Exercise input Start Marker
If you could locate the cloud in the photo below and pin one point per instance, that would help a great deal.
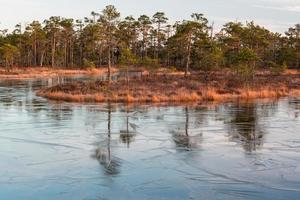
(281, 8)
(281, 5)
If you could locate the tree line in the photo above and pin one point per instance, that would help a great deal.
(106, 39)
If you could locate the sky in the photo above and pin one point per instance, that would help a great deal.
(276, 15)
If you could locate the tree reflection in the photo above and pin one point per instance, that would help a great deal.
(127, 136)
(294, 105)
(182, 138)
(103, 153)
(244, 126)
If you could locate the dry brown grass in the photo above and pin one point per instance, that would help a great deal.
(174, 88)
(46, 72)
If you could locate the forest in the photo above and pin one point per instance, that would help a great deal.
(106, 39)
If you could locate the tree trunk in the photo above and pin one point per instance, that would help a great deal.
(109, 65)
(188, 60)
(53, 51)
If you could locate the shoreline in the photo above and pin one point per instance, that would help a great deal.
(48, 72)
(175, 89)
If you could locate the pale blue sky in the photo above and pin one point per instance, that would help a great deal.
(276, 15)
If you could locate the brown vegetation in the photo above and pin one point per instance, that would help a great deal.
Exercise input End Marker
Exercise input Start Marker
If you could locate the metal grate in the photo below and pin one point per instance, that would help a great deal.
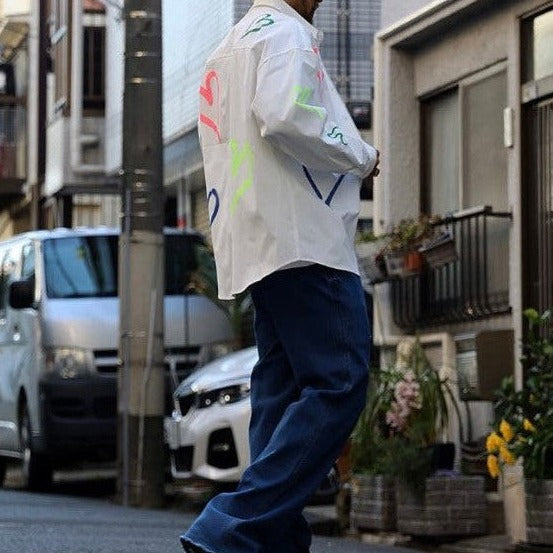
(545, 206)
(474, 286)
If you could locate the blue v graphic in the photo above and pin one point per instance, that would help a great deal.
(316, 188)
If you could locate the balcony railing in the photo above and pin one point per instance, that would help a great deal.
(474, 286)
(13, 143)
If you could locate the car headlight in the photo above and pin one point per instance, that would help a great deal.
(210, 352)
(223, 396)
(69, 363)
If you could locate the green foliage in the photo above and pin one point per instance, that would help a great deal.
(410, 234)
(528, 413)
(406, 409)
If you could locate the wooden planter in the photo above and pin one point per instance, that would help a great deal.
Exercise input End Marker
● **Prompt**
Looking back over the data above, restate word for word the lines that begin at the line with "If you could locate the tree trunk" and end at the line with "If you could locate the brown", inclusive.

● **Finished exercise**
If you could locate the tree trunk in the photo above and pin one point per instance, that would help a great deal.
(109, 65)
(188, 60)
(53, 51)
If you could locate the shoreline in the photo above and pin one point per instance, that would help a great deal.
(48, 72)
(175, 89)
If you could locate the pale blue sky in the photo above and pin one point per instance, that would help a great deal.
(276, 15)
If you could locate the brown vegetation in the photo above and pin one point per instance, that would help a great deal.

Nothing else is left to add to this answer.